What is needed
Please restate word for word the lines of the entries below from the one with "One point per instance of the dark" to the one with "One point per instance of the woman bending", inclusive, and leave out every picture.

+ + + + +

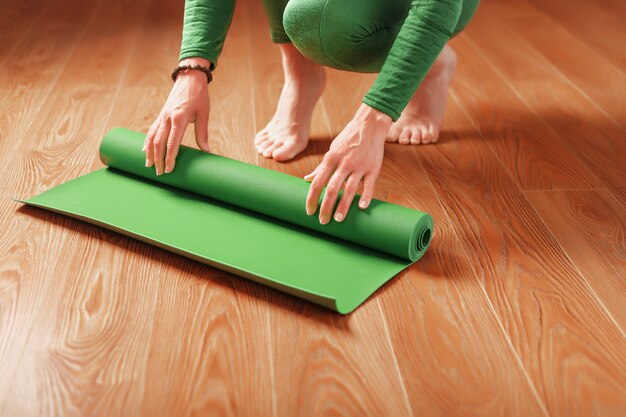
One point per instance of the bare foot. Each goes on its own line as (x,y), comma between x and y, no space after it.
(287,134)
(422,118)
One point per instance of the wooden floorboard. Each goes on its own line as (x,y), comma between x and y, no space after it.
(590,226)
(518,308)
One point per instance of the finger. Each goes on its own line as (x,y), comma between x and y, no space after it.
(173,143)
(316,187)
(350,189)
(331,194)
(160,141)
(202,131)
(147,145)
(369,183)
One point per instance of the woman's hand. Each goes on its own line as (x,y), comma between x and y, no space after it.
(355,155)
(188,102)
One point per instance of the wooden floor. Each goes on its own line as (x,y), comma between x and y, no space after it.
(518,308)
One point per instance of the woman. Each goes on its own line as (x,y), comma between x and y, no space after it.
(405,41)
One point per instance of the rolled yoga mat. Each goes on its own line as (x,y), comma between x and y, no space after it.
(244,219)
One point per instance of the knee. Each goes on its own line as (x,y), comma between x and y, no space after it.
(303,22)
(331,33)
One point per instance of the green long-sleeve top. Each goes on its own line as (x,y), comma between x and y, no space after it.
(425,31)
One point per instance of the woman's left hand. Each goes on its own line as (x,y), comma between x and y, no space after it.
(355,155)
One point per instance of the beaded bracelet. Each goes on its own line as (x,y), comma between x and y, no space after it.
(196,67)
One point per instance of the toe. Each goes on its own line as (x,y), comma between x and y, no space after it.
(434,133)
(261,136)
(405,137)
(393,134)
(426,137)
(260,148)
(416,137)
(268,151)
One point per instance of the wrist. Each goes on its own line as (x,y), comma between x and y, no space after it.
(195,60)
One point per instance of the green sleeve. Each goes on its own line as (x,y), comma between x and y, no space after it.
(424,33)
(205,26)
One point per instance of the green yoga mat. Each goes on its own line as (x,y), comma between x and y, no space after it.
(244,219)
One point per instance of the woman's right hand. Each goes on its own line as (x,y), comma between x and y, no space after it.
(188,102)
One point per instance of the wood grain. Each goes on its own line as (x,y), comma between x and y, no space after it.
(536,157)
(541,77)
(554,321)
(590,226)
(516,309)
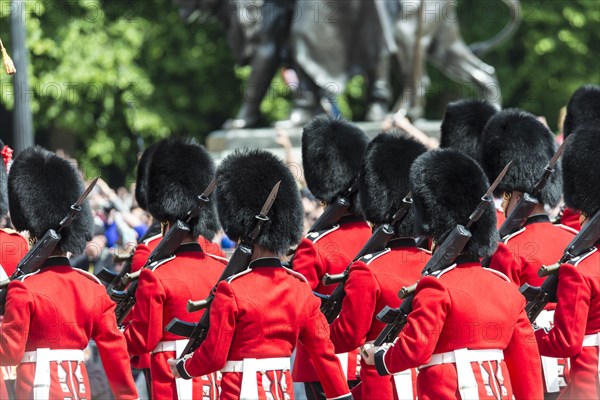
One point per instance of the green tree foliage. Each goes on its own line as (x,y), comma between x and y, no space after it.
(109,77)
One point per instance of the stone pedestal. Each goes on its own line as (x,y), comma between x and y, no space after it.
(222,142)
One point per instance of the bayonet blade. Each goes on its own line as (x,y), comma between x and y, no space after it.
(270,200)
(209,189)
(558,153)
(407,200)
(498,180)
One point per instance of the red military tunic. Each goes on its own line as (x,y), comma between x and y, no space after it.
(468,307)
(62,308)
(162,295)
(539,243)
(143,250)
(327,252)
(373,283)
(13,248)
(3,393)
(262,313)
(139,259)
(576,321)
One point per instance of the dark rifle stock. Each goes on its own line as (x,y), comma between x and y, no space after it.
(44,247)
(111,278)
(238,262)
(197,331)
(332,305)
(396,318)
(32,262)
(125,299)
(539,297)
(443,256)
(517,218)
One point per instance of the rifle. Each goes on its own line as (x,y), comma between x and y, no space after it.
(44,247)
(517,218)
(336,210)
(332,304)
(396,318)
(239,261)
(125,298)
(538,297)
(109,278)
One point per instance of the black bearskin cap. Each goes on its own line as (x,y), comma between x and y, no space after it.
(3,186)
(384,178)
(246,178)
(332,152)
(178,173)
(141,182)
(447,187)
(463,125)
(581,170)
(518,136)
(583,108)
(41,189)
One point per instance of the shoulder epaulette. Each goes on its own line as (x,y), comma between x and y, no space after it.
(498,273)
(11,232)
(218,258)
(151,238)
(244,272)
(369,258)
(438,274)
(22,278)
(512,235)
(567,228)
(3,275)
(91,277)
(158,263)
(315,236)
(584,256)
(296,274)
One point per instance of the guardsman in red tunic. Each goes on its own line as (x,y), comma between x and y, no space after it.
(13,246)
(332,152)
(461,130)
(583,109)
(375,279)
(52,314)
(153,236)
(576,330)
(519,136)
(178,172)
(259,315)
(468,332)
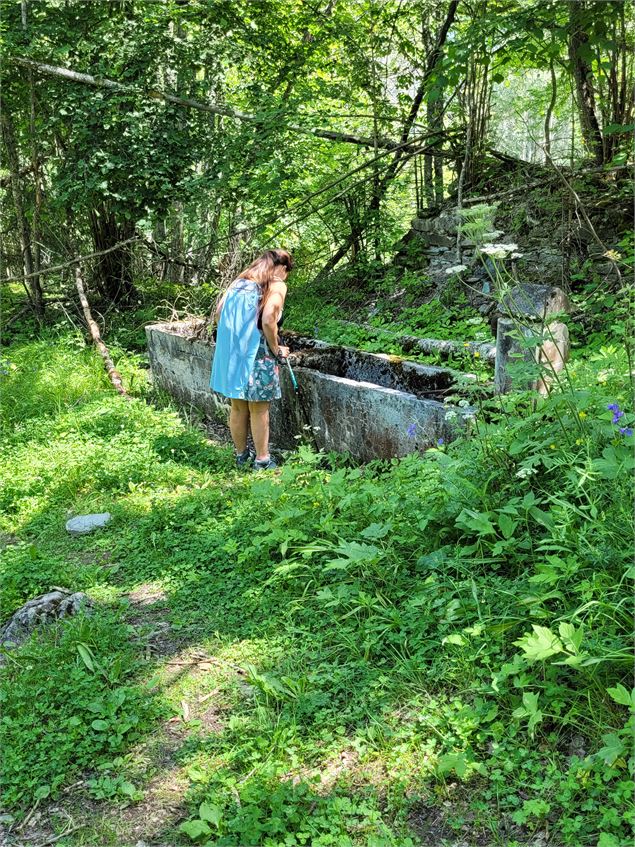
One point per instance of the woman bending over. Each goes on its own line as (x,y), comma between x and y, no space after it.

+ + + + +

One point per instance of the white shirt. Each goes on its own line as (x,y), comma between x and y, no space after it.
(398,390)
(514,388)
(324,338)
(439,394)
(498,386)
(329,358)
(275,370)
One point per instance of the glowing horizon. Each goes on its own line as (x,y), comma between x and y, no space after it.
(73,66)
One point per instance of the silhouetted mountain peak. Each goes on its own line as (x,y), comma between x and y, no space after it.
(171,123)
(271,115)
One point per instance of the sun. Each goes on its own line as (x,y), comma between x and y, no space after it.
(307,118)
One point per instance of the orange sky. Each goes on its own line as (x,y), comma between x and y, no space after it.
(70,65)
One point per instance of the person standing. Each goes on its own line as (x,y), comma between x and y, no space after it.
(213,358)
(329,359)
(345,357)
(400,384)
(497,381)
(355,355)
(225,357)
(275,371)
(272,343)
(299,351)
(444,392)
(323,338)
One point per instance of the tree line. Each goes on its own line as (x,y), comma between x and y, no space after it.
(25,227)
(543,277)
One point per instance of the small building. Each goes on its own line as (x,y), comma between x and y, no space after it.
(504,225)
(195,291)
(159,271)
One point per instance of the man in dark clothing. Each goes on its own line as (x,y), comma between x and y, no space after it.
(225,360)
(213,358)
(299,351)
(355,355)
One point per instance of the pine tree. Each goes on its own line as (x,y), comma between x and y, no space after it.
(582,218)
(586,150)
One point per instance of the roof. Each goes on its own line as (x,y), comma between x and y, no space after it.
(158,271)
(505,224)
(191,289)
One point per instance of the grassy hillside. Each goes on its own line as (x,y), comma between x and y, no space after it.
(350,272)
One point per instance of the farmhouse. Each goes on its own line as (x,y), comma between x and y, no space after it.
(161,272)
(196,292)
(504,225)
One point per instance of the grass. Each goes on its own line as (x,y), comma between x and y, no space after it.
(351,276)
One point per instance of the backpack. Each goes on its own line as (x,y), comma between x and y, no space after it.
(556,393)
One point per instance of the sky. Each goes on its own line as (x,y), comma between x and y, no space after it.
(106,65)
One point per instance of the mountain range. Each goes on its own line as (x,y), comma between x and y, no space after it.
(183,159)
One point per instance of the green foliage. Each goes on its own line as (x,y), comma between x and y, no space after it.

+ + + + +

Exercise output
One point per instance of the dark rifle stock. Each goes on its own line as (x,y), comma between x and y, no space after it.
(44,247)
(111,278)
(238,262)
(197,331)
(332,305)
(396,318)
(32,262)
(125,299)
(539,297)
(443,256)
(517,218)
One point per instance of the rifle. Each goes on its own line as (x,y), comma between x and y, no space after it.
(44,247)
(517,218)
(336,210)
(332,304)
(396,318)
(239,261)
(125,298)
(538,297)
(109,278)
One point per instance of the black bearskin cap. Each goes on its own line as (x,y), comma between x and y, no space after it.
(3,186)
(384,178)
(246,178)
(332,152)
(178,173)
(141,182)
(447,187)
(463,125)
(581,170)
(518,136)
(583,108)
(41,189)
One point per instance of the shoulder epaulette. Each goes on its own line as (x,y), comma between x and y, no space after it.
(498,273)
(11,232)
(218,258)
(151,238)
(244,272)
(369,258)
(438,274)
(22,278)
(512,235)
(567,228)
(3,275)
(91,277)
(158,263)
(315,236)
(584,256)
(296,274)
One point per instance of the guardsman in red tunic. Each goes on its own line as (x,y), comma between x and y, no space after it.
(13,246)
(332,152)
(461,130)
(583,109)
(375,279)
(52,314)
(153,236)
(576,330)
(519,136)
(178,172)
(259,315)
(468,332)
One point per instance of the woman bending over. Each goes on its own line as (x,y), comma between x and y, no space after it.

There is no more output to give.